(Referring expression data)
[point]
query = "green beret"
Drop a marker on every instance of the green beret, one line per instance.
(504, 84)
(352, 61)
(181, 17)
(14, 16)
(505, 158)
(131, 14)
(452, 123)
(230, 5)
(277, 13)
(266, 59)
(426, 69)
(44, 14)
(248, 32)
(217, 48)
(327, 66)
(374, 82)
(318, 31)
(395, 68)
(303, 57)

_What is needed_. Every one of the entries must be printed exactly.

_Answer to this problem_.
[point]
query = "green beret"
Drop a marker on every instance of the green beret, one line per instance.
(504, 84)
(352, 61)
(181, 17)
(14, 16)
(505, 158)
(131, 14)
(452, 123)
(230, 5)
(277, 13)
(266, 59)
(426, 69)
(44, 14)
(248, 32)
(217, 48)
(327, 66)
(374, 82)
(318, 31)
(395, 68)
(303, 57)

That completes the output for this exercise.